[Rows taken from a segmentation dataset]
— begin —
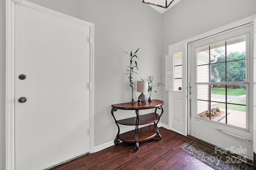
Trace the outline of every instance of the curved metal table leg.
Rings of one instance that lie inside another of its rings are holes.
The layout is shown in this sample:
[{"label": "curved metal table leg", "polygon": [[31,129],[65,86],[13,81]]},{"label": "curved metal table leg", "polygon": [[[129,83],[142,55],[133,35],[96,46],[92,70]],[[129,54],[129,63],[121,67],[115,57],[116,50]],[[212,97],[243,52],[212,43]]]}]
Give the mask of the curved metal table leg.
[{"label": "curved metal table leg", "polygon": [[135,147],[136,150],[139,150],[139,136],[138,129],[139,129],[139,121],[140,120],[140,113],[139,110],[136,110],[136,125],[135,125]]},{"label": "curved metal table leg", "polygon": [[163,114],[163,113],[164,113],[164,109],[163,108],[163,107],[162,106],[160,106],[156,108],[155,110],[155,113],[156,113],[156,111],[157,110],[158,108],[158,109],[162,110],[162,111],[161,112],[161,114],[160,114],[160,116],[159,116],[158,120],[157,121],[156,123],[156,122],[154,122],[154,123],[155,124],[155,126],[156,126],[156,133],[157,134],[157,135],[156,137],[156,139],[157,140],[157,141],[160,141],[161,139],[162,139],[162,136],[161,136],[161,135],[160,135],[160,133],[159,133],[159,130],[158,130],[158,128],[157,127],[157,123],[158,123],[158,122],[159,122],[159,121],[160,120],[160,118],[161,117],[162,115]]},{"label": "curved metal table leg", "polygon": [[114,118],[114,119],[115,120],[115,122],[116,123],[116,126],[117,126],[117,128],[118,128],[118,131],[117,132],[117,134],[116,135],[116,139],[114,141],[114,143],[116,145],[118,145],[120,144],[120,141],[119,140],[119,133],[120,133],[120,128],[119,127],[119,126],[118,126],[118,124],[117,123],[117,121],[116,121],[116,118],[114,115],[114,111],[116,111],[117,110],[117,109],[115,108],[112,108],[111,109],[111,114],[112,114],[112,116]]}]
— end —
Goal of the exercise: Write the entries above as a numbered list, from the beginning of the entries through the line containing "Give the mask of the curved metal table leg.", with both ends included. Omit blank lines and pictures.

Exercise solution:
1. Trace the outline of every instance of the curved metal table leg.
2. Rings of one instance that lie inside another of its rings are holes.
3. The layout is shown in this sample:
4. [{"label": "curved metal table leg", "polygon": [[31,129],[65,86],[13,81]]},{"label": "curved metal table leg", "polygon": [[[129,83],[142,55],[133,35],[96,46],[92,70]],[[129,54],[129,63],[121,67],[115,57],[116,50]],[[212,97],[243,52],[212,43]]]}]
5. Give the mask of the curved metal table leg.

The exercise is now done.